* [Work item] Copy the blog post on building FrankenPHP Laravel binaries from "Documentation: Building Laravel" up to and including "to the static-build.Dockerfile.", swapping "First challenge" for "Initial hurdle".

* [Selected passage]

>>>

Nik Spyratos

Weekend tinkering: Building FrankenPHP Laravel binaries

For those who don't know of it, FrankenPHP is a great all-in-one tool for PHP apps: it contains a very fast PHP runner (fpm alternative, similar to Swoole & Roadrunner), as well as being bundled with the Caddy webserver, all in one binary file! It's a great example of the synergy between Golang and PHP.

I'm on an M1 mac, using Laravel Herd.

This post is a log of progress and issues I've had.

It's NOT an attempt to complain, but just show the process of figuring things out and learning.

The goals here are:


Documentation: Building Laravel binaries

First challenge: Seems the default PHP extension list is small and you'll need to add your project's extensions to the static-build.Dockerfile.

No biggie, but I'd probably add a reminder in the docs to do this.

All I needed to add was pdo and sqlite.

I noticed that FrankenPHP builds use Alpine, because Alpine using musl libc results in smaller binary sizes.

This is in contrast to the creator's (great) article on PHP app containerisation tips which recommends against Alpine due to potential compatibility issues..

Lesson: There's always a good exception!

Recommended read: Containerisation for PHP apps


After that, the build started going...

and going...

and going...

<<<

Records from a collection
>>>

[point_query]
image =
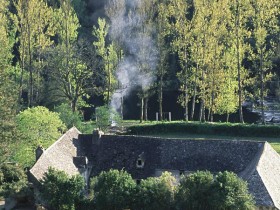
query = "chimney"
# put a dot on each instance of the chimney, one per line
(39, 151)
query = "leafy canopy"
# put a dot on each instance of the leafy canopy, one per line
(60, 190)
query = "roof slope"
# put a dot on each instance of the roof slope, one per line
(59, 155)
(268, 169)
(256, 162)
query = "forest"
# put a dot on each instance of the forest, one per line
(91, 53)
(61, 60)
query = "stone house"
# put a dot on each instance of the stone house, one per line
(88, 154)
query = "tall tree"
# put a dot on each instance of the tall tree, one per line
(162, 34)
(264, 19)
(182, 25)
(68, 61)
(108, 54)
(239, 16)
(34, 24)
(8, 99)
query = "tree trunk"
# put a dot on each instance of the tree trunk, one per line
(146, 108)
(142, 110)
(160, 98)
(74, 105)
(186, 105)
(241, 120)
(202, 111)
(194, 94)
(262, 86)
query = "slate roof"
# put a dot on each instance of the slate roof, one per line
(254, 161)
(59, 156)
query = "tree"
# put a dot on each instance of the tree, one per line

<<<

* [Exercise answer]
Documentation: Building Laravel binaries

Initial hurdle: Seems the default PHP extension list is small and you'll need to add your project's extensions to the static-build.Dockerfile.